*EXERCISE REQUIREMENTS*.
Return every line of the following data unchanged, preserving its order and wording.

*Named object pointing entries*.
....................
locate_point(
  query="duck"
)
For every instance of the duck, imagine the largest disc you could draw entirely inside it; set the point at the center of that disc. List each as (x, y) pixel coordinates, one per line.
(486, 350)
....................
*EXERCISE RESPONSE*.
locate_point(
  query="duck"
)
For every instance of the duck, imagine the largest disc you could draw entirely inside it; set the point at the center of that disc. List each as (x, y) pixel coordinates, one per line.
(486, 350)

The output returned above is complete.